▸ **Required tasks**
A – Quote the pharmacy drive-through account word for word between "Through the bullet-proof" and "and so I left.", inclusive.
B – In the pharmacy drive-through account, condense the paragraph beginning "Then she finally, reluctantly" into one shorter sentence that keeps its main facts.
BEGIN Study text
And she hemmed and hawed and said I would need to come back.

and I started to cry and said "I am having such an extremely bad day, a bad week really, and I have a child with a migraine and we need that medicine now. So I will just go ahead and pay the money and take the prescription now. It's not a problem."

Through the bullet-proof drive-through window glass, she held the medicine up in her hand close to her body and said I would need to come back.

And I said, "I will pay you the money for the prescription now. You will give me the medicine and I will leave right now with my son's medication. I am paying you now and you will give me the medicine and then I would like to leave right now."

She paused, sort of unsure, it seemed, of what to do with that many directives from someone who is not her boss.

Then she finally, reluctantly, slowly went to the register with the money I had shoved in the metal box (after reaching in and grabbing the handle so I could pull it out myself and shove cash in.)

She started to be argumentative again as I took the medicine. I said "I need to go now."

and so I left.
END Study text
BEGIN Given data
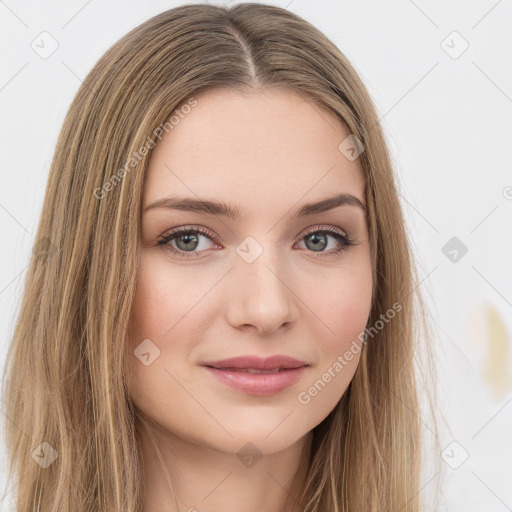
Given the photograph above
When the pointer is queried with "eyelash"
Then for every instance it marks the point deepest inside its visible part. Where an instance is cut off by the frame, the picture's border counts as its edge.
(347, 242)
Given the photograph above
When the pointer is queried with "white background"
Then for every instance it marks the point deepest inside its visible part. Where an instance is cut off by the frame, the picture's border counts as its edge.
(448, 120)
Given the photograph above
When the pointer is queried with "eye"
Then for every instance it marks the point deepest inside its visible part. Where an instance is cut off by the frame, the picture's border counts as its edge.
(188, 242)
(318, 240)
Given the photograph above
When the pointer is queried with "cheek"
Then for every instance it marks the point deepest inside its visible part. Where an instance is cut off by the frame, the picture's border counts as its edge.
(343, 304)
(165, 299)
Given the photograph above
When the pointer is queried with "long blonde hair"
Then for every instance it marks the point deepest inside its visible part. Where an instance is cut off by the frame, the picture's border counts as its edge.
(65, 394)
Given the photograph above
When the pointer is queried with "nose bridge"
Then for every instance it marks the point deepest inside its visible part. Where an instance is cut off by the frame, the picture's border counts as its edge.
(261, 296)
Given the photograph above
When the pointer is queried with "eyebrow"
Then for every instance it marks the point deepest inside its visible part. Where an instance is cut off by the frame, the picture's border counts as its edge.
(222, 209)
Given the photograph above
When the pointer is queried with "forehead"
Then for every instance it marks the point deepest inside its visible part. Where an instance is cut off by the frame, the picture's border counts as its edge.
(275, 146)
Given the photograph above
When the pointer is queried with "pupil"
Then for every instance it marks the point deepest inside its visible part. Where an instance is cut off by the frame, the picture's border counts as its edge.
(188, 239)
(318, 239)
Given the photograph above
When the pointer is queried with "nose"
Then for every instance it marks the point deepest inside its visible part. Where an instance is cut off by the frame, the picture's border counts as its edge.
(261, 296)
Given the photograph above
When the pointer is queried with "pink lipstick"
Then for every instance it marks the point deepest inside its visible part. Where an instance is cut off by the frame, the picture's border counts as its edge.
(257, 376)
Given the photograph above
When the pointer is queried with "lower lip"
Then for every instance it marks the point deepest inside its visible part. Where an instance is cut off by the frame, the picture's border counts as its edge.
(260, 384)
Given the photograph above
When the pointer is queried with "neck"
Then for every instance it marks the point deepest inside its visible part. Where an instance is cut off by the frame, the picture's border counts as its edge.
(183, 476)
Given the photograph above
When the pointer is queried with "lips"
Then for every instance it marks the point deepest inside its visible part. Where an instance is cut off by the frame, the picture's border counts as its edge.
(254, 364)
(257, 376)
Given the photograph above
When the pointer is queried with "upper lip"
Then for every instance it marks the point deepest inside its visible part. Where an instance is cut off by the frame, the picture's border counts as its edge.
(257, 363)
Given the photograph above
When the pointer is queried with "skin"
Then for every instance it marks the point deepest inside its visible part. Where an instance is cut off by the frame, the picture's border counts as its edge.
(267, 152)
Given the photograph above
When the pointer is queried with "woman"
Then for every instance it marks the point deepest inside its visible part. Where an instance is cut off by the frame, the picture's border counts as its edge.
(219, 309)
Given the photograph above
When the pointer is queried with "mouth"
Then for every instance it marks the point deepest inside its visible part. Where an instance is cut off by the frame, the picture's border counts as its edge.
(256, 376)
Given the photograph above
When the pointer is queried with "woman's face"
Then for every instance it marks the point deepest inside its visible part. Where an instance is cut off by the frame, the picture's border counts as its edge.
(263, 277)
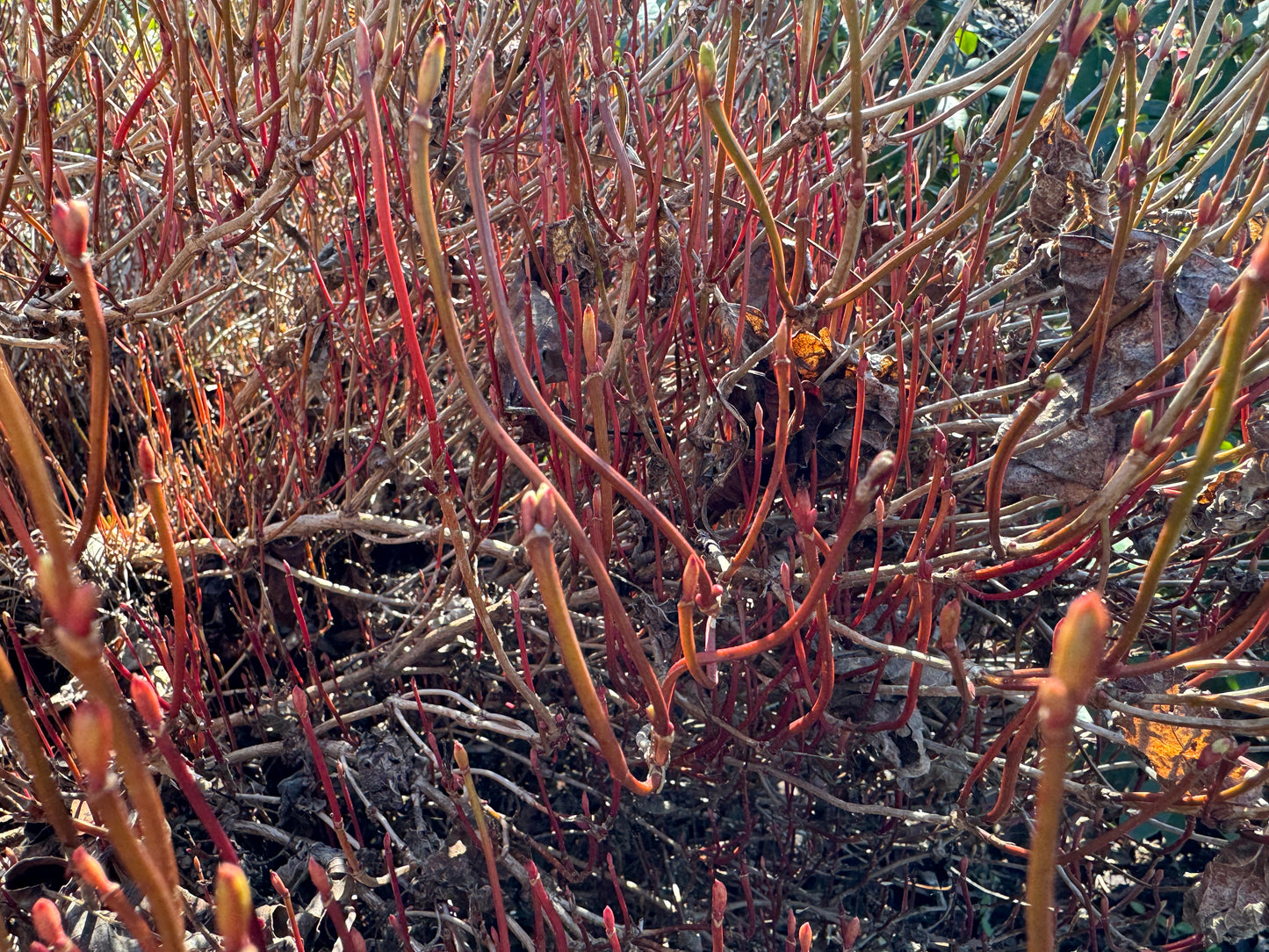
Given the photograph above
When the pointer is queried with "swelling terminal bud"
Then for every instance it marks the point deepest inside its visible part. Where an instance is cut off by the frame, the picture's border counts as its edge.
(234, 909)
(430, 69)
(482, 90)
END Given data
▸ **Answers by item number**
A –
Through the bullet-proof drive-through window glass, she held the medicine up in her hand close to her body and said I would need to come back.

And I said, "I will pay you the money for the prescription now. You will give me the medicine and I will leave right now with my son's medication. I am paying you now and you will give me the medicine and then I would like to leave right now."

She paused, sort of unsure, it seemed, of what to do with that many directives from someone who is not her boss.

Then she finally, reluctantly, slowly went to the register with the money I had shoved in the metal box (after reaching in and grabbing the handle so I could pull it out myself and shove cash in.)

She started to be argumentative again as I took the medicine. I said "I need to go now."

and so I left.

B – She finally and reluctantly went to the register with my cash, which I had put in the metal box after reaching in and pulling it out by the handle myself.